▶ _TASK 1_:
In the user guide, what two components make up a new local data store created with create_local_data_store?
▶ _TASK 2_:
Return the passage of the user guide from "implementing new file" to "the DataAccessComponent object.", copied word for word.

▶ _SOURCE DOCUMENT_:

---+---

User Guide¶
The MULTIPLY Data Access Component is supposed to be used via its Python API. Therefore, most of this section will deal with the Usage via the Python API. To see how to manually manipulate the data stores file, see Configuration. If you want to register a new data store from data that is saved on local disk, see How to add new Local Data Stores. Finally, if you find that the Data Access Component is missing functionality, you can extend it by Implementing a new File System or Implementing a new Meta Info Provider. When you have these two set up, you can create a new data store by editing the default data stores yaml file.
implementing new file systems
implementing new meta info providers
implementing new data types
Usage via the Python API¶
This section gives an overview about how the Data Access Component can be used within Python. The only component that is supposed to be used directly is the DataAccessComponent object.
DataAccessComponent¶
-
class
multiply_data_access.data_access_component.
DataAccessComponent
[source]¶ The controlling component. The data access component is responsible for communicating with the various data stores and decides which data is used from which data store.
-
can_put
(data_type: str) → bool[source]¶ - Parameters
data_type – A data type.
- Returns
True, if data of this type can be added to at least one data store.
-
create_local_data_store
(base_dir: Optional[str] = None, meta_info_file: Optional[str] = None, base_pattern: Optional[str] = '/dt/yy/mm/dd/', id: Optional[str] = None, supported_data_types: Optional[str] = None)[source]¶ Adds a a new local data store and saves it permanently. It will consist of a LocalFileSystem and a JsonMetaInfoProvider. :param supported_data_types: A string with the comma-separated names of data types shall be allowed in this data store. If this is None or empty, the data types will be derived from the data sets in the json file. If there are no entries in the json file, it will be guessed from the data in the file system. :param base_dir: The base directory to which the data shall be written. :param meta_info_file: A JSON file that already contains meta information about the data that is present in the folder. If not provided, an empty file will be created and filled with the data that match the base directory and the base pattern. :param base_pattern: A pattern that allows to create an order in the base directory. Available options are ‘dt’ for the data type, ‘yy’ for the year, ‘mm’ for the month, and ‘dd’ for the day, arrangeable in any oder. If no pattern is given, all data will simply be written into the base directory. :param id: An identifier for the Data Store. If there already exists a Data Store with the name, an additional number will be added to the name.

---+---

▶ _ITEMS_:
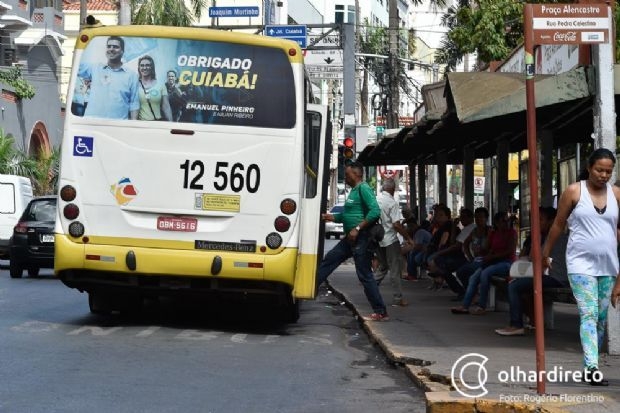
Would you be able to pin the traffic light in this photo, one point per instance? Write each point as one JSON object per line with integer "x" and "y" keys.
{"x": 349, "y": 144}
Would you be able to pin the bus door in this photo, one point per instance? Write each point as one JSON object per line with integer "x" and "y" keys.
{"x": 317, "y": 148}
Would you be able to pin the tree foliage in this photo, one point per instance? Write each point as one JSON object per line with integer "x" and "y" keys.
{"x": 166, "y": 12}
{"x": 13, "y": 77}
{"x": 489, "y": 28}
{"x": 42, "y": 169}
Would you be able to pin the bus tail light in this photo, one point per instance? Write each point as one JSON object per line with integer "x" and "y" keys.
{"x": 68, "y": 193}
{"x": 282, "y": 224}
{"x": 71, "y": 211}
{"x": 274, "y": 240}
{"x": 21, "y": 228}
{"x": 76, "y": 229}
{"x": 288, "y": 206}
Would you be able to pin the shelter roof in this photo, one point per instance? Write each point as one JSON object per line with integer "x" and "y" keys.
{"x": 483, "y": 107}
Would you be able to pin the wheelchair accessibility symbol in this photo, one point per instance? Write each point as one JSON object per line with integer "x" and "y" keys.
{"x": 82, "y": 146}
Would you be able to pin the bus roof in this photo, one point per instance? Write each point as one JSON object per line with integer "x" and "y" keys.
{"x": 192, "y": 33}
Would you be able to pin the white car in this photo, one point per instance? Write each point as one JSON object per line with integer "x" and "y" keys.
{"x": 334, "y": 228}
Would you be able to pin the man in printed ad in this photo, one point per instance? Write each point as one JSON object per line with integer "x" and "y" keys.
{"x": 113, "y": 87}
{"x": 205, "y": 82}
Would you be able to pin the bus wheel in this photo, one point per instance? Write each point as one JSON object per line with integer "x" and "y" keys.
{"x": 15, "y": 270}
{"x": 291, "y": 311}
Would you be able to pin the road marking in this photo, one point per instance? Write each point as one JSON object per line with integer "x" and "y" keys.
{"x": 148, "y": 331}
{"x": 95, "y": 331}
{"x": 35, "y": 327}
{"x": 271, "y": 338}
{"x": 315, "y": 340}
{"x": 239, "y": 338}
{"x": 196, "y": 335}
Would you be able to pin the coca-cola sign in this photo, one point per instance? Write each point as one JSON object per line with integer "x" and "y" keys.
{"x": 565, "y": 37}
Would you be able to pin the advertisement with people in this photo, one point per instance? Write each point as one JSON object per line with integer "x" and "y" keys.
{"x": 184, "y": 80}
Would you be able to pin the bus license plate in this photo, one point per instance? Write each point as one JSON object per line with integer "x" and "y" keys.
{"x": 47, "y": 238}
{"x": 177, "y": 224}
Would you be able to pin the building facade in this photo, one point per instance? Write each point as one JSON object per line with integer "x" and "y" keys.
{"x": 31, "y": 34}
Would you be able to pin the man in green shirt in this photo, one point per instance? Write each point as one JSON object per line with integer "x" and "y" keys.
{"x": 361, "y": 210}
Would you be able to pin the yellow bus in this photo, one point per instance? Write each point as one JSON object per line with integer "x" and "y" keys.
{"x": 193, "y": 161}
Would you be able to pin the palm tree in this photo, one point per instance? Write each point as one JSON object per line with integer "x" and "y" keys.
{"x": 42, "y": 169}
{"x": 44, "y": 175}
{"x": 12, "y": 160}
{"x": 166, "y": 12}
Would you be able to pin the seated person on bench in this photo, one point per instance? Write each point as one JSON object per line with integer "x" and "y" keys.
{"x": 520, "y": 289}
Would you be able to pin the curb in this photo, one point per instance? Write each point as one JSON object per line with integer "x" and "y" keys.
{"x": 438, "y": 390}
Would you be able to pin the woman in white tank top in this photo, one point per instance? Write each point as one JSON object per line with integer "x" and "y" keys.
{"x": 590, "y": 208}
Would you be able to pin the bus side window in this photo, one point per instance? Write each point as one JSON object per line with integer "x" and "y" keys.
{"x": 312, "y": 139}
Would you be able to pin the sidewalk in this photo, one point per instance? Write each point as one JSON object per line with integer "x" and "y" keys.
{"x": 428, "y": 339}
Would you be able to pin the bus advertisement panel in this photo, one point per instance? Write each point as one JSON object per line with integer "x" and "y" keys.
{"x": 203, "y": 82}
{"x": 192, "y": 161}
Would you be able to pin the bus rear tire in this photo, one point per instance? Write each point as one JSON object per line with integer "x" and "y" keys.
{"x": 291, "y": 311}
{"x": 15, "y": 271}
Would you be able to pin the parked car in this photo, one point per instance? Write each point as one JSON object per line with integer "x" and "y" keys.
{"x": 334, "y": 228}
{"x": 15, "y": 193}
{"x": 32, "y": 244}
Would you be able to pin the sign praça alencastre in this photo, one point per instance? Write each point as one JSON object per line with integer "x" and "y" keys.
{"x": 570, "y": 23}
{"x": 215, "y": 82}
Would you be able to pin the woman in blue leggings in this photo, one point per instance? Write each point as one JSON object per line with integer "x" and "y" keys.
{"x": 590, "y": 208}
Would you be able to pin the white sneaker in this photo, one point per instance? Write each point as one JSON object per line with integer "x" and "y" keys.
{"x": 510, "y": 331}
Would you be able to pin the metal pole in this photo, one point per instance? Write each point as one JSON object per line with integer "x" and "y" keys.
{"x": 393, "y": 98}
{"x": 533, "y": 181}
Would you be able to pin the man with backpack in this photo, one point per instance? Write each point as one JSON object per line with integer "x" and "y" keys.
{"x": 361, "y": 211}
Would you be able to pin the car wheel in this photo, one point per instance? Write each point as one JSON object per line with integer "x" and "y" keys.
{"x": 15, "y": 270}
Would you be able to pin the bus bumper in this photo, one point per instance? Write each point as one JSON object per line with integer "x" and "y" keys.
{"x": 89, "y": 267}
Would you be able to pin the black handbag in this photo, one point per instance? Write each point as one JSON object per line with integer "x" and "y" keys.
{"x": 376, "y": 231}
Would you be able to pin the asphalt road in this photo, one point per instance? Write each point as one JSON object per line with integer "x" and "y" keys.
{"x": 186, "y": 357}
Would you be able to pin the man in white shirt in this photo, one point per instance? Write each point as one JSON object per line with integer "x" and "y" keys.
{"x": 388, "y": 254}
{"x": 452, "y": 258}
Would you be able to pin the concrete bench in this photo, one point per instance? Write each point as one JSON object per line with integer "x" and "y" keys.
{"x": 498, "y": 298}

---+---

▶ _EXPECTED OUTPUT 1_:
A LocalFileSystem and a JsonMetaInfoProvider.

▶ _EXPECTED OUTPUT 2_:
implementing new file systems
implementing new meta info providers
implementing new data types
Usage via the Python API¶
This section gives an overview about how the Data Access Component can be used within Python. The only component that is supposed to be used directly is the DataAccessComponent object.